- [Work instructions]: Below, some lines carry pictures; leave those pictures out and retype exactly the lines from the one with "TARGET: arched doorway" through the one with "TARGET: nose".
══════════════════════════════
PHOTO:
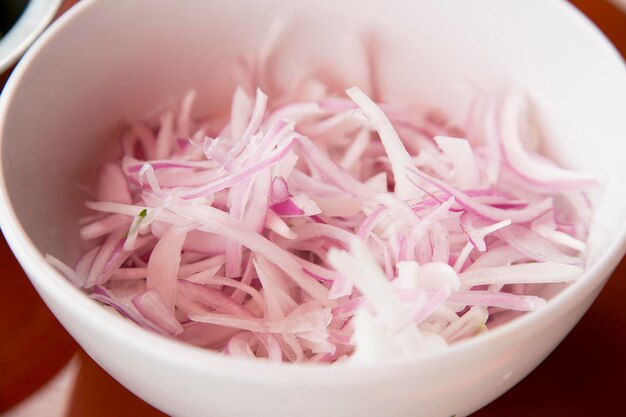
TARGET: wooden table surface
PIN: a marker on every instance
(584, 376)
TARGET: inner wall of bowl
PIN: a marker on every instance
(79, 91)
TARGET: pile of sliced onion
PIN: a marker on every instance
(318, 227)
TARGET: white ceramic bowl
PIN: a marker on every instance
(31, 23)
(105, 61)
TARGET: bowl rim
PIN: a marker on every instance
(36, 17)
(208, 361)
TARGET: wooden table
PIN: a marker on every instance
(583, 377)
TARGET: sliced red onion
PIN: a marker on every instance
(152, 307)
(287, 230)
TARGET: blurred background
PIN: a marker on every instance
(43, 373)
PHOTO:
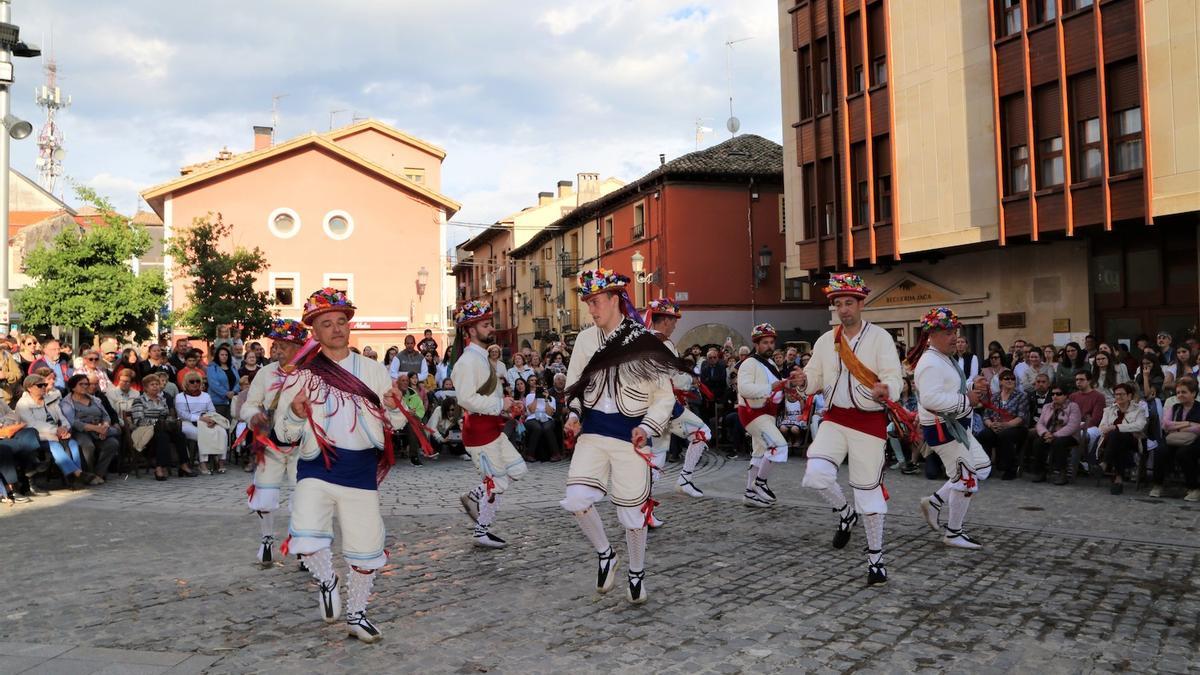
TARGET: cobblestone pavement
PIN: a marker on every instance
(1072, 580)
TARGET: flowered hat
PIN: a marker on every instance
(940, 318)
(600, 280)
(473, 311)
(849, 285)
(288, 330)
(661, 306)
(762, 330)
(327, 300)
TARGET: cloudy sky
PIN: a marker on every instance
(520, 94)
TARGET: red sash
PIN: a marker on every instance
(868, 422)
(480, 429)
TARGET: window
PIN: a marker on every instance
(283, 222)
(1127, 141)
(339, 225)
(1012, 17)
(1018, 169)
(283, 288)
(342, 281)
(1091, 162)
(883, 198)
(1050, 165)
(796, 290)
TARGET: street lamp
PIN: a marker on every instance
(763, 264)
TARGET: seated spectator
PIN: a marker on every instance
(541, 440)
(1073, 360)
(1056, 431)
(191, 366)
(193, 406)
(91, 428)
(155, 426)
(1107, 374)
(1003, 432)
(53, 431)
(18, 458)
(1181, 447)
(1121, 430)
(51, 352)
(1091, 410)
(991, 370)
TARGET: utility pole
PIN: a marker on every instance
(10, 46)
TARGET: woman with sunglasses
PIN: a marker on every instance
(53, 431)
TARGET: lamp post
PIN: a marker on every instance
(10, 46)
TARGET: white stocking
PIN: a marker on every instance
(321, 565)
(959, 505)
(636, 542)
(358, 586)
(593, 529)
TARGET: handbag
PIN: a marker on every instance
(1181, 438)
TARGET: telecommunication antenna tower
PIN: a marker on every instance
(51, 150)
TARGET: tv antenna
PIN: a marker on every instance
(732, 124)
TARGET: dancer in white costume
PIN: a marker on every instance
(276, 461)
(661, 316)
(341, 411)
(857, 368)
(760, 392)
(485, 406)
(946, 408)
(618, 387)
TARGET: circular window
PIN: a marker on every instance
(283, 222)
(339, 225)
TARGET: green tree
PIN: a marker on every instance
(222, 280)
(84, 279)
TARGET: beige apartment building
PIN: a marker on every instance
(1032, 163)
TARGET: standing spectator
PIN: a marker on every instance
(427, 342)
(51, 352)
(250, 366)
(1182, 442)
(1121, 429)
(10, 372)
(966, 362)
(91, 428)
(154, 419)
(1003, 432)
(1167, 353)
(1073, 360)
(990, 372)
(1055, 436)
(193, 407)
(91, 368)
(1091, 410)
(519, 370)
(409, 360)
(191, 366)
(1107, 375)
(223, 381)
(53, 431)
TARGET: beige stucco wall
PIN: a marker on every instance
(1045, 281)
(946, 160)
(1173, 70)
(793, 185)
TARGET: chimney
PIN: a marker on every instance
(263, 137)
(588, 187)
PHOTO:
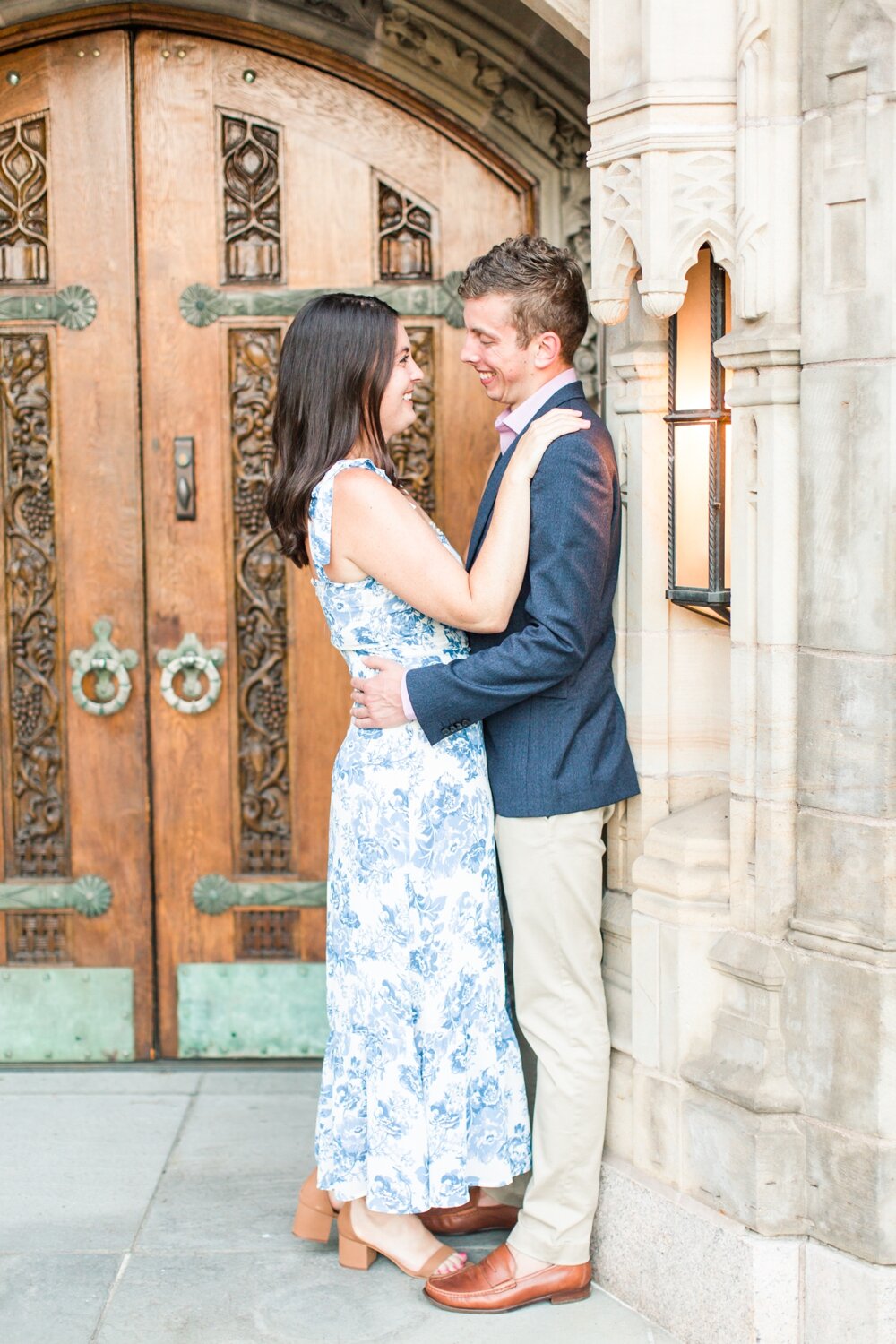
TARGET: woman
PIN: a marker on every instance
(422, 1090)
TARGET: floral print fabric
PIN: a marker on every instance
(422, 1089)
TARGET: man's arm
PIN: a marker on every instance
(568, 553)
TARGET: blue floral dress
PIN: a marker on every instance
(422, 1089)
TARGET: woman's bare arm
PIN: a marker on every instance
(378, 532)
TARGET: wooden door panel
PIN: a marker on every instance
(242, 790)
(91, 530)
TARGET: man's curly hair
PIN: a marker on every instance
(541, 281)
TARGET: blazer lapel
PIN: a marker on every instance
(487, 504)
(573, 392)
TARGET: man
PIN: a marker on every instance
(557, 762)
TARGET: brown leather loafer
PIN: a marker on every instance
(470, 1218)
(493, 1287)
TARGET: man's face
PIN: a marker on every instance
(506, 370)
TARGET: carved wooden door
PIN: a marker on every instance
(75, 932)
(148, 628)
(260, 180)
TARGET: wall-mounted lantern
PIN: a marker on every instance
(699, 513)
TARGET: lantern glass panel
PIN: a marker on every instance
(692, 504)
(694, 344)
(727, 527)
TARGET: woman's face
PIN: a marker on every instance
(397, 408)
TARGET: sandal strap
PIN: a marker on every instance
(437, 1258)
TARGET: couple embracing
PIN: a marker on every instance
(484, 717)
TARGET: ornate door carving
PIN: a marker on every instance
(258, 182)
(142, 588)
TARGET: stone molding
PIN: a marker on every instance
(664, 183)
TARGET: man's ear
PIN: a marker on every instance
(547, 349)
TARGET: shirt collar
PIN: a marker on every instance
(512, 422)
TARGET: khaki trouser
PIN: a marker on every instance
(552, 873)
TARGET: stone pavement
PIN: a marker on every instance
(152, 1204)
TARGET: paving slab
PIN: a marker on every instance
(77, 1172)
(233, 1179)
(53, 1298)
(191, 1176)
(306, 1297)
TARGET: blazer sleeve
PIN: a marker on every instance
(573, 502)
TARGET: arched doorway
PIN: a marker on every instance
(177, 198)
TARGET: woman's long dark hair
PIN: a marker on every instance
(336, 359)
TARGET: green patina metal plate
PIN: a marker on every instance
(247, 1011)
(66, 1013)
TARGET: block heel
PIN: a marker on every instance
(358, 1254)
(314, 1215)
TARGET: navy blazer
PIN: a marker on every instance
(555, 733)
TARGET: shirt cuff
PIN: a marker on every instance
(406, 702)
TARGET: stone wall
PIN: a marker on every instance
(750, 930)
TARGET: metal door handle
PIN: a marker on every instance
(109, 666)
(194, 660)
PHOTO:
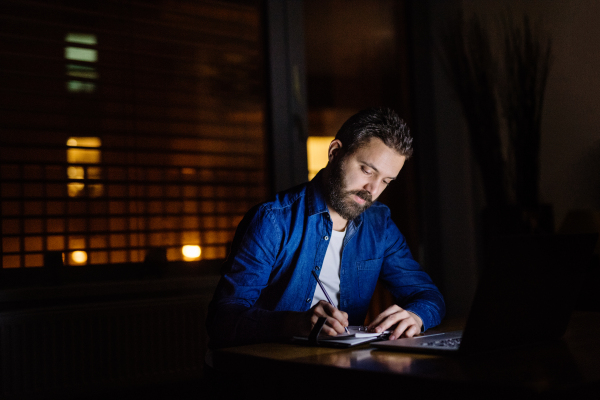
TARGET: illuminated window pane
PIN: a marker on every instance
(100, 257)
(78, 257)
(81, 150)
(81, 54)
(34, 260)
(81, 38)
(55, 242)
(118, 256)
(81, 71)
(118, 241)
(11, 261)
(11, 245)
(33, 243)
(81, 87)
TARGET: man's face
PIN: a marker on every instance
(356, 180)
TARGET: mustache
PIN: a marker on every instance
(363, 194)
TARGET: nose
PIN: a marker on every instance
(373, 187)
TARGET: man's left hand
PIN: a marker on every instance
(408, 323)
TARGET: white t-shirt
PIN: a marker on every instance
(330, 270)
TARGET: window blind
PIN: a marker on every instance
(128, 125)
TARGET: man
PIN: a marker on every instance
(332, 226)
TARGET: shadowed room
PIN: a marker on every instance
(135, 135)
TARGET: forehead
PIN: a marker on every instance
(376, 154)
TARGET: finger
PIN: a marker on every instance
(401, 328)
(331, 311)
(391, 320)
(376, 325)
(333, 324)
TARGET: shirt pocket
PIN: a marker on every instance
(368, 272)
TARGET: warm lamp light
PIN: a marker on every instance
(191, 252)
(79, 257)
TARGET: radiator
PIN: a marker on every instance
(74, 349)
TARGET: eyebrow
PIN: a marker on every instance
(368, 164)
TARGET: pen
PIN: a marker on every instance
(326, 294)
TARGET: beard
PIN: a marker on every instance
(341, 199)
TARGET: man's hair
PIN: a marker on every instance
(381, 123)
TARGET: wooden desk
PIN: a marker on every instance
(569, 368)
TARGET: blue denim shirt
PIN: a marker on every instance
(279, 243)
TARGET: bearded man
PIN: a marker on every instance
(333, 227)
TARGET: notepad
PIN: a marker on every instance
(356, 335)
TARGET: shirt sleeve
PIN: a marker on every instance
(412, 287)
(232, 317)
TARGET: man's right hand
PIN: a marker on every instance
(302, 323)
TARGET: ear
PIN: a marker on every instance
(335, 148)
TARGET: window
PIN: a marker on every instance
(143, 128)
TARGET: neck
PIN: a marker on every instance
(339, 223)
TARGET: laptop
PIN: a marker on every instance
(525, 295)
══════════════════════════════
- [Finished exercise]:
TARGET: arched doorway
PIN: a marker on every instance
(177, 198)
TARGET: woman's long dark hair
PIN: a marker on every instance
(336, 359)
TARGET: green patina metal plate
PIN: a marker on every instance
(247, 1011)
(66, 1013)
TARGET: block heel
PIN: a marker on every instance
(358, 1254)
(314, 1215)
TARGET: navy blazer
PIN: a marker on every instance
(555, 733)
TARGET: shirt cuff
PIN: a marker on every instance
(406, 702)
TARGET: stone wall
PIN: a marker on every instance
(750, 930)
TARGET: metal door handle
PIN: a marker on every instance
(109, 666)
(194, 660)
PHOTO:
TARGET: illuminated window pane
PIN: a marker on every instance
(100, 257)
(78, 257)
(81, 150)
(81, 54)
(34, 260)
(81, 38)
(55, 242)
(118, 256)
(81, 71)
(118, 241)
(11, 261)
(11, 245)
(33, 243)
(81, 87)
TARGET: man's face
PIN: a marker on every instance
(356, 180)
TARGET: mustache
PIN: a marker on every instance
(363, 194)
TARGET: nose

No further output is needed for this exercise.